-- START TEXT --
Bocfel wraps in copy_table and scan_table, and it looks like Frotz does the same. I’d probably consider this undefined behavior, and just do what you want. Games can’t rely on accessing memory above 64K since some existing interpreters won’t allow it, so I’d say that any game that tries to do it is wrong.

print_addr is a more interesting case. Most interpreters (Bocfel, ZVM, Fizmo, Zoom, Nitfol, Viola) support crossing the 64K boundary. Frotz (including Windows Frotz) does not, although the result is a segfault, so I don’t think it was a conscious decision in Frotz to disallow it, just a consequence of not expecting it to ever happen.

Infocom’s Beyond Zork interpreter (from Lost Treasures) also handles it properly.

I’m attaching a small program that calls print_addr on a string that crosses the 64K boundary. It prints the address of the string (using print_num, so it’s signed), which is -2/0xfffe, and then prints the string itself. This should allow easy testing of such behavior.

64k.zip (388 Bytes)

Edit: I’m adding a less-annoying file to demonstrate the same thing. The old one has thousands of @nop calls, which made it easier for me when using a disassembler to ensure I was at the 64K boundary, but here’s one that just fills the space with zeros so disassembly/running is cleaner.

64k-new.zip (398 Bytes)

2 Likes

The issue here is that memory limits are not mentioned for loadw either, and yet they do exist.

Undefined behavior per se does not concern me much, but I suppose there might be known cases of a story file (ab)using it in order to achieve the desired result, like in the Praxix case - that’s why I had to ask. Although Praxix is apparently not a real game but a test file, that particular scenario is obviously constructed on purpose. I wonder if there any actual cases of real games leveraging this wrapping behavior…

I see. I think I’m going to implement wrapping just for loadw, storew, loadb, and storeb, and leave the other cases as-is then.

Many thanks! I’m going to try it out whenever I’m actually able to run it. =)

I havn’t developed any interpreters but if I did I would assume that everything is limited to 64kb, unless explicitly defined otherwise (as with packed addresses). Infocom designed the z-machine for 8-bit computers and 64kb-address space was a given. As a game developer i would treat the behavoiur of every instruction that don’t deal with packed addresses as undefined and that I couldn’t count on a certain consistent behaviour over every interpreter out there. It could wrap around or it could extend beyond, either way I can’t count on it being consistent.
-- END TEXT --
• REQUIREMENT A:
Pick out every line of the records that contains the word "building", and copy each one. Case counts.
-- START TASK INPUT --
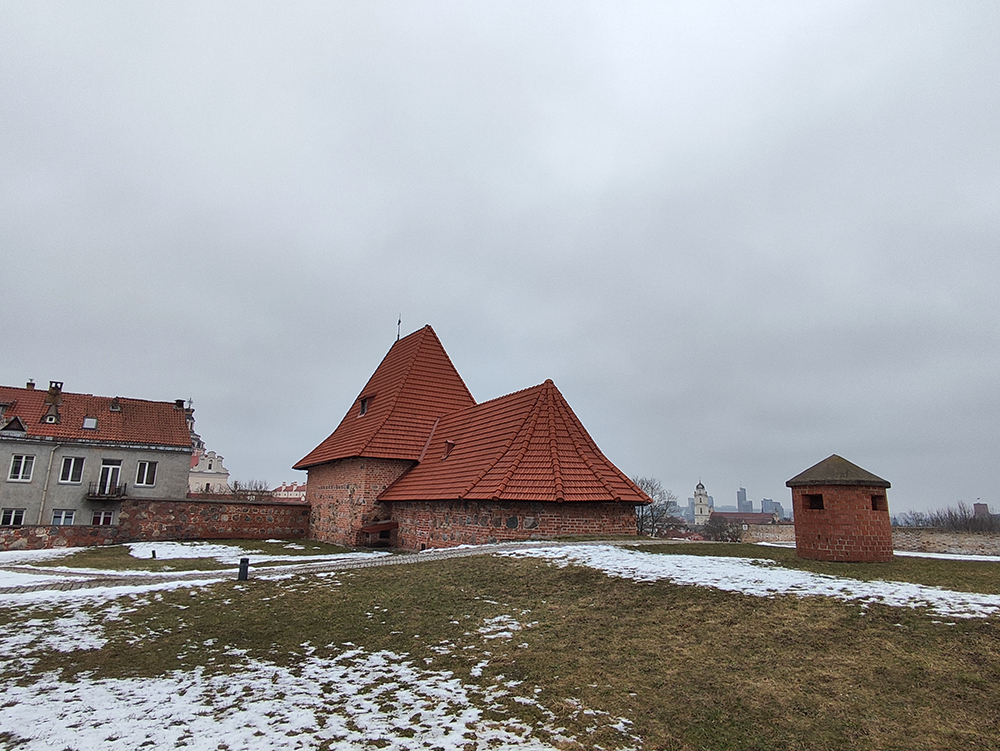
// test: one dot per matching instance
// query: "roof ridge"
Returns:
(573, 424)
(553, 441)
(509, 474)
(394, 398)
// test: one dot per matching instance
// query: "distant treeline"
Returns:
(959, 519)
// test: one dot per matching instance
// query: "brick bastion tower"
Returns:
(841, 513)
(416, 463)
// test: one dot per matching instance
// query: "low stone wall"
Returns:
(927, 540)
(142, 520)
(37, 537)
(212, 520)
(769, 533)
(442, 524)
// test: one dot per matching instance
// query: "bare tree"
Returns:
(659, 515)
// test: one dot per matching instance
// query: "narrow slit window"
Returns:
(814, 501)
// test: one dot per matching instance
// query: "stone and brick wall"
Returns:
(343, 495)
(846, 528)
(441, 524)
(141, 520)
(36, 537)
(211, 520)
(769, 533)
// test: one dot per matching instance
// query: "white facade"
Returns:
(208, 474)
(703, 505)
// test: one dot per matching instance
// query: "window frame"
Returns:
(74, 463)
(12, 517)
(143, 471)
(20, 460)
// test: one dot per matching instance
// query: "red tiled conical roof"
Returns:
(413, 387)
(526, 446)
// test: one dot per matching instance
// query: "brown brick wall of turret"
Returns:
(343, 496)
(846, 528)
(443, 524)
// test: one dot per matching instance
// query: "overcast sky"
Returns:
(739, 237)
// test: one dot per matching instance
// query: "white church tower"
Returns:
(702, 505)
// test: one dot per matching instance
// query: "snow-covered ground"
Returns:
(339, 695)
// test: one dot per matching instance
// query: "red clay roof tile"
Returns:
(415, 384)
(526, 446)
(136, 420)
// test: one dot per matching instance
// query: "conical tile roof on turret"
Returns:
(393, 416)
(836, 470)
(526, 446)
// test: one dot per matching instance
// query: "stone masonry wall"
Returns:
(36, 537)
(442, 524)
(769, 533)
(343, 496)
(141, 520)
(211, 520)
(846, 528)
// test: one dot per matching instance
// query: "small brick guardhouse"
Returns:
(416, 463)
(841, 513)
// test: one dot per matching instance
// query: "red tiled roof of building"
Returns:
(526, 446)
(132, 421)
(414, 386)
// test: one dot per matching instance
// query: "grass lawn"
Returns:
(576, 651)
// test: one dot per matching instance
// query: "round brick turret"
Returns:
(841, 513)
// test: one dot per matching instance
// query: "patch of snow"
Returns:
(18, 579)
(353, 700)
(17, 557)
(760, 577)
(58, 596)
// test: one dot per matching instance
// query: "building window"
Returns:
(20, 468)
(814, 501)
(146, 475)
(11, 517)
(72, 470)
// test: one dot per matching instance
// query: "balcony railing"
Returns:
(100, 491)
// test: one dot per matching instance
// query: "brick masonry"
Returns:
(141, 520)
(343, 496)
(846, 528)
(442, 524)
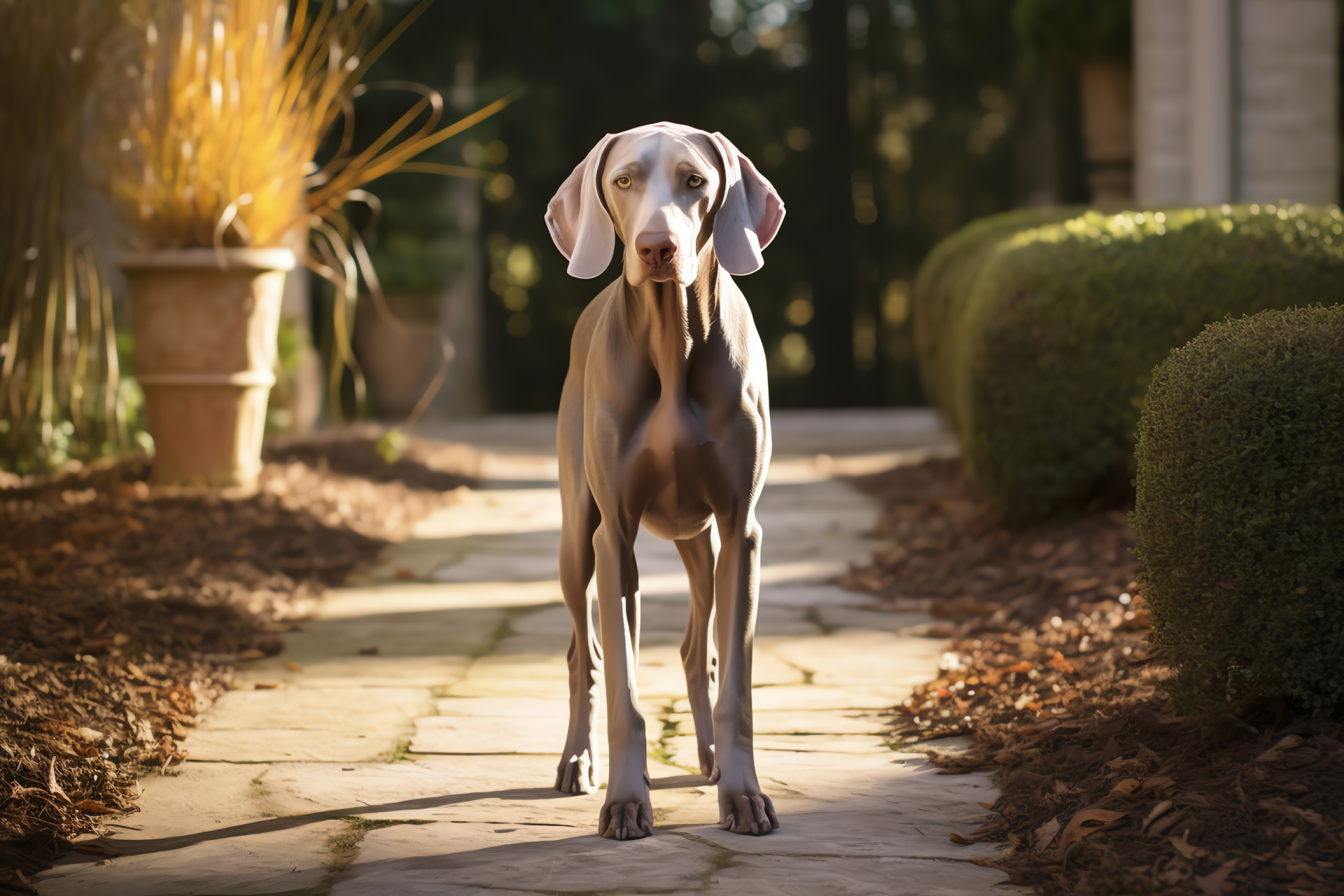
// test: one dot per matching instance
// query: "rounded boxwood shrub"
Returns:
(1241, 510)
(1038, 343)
-- END TASK INPUT --
• REQUIREMENT B:
In the thread about the 64K boundary, which four instructions does one poster plan to implement wrapping for?

• TASK RESPONSE A:
// query: "red tiled roof of building"
// query: "building window"

• TASK RESPONSE B:
loadw, storew, loadb, and storeb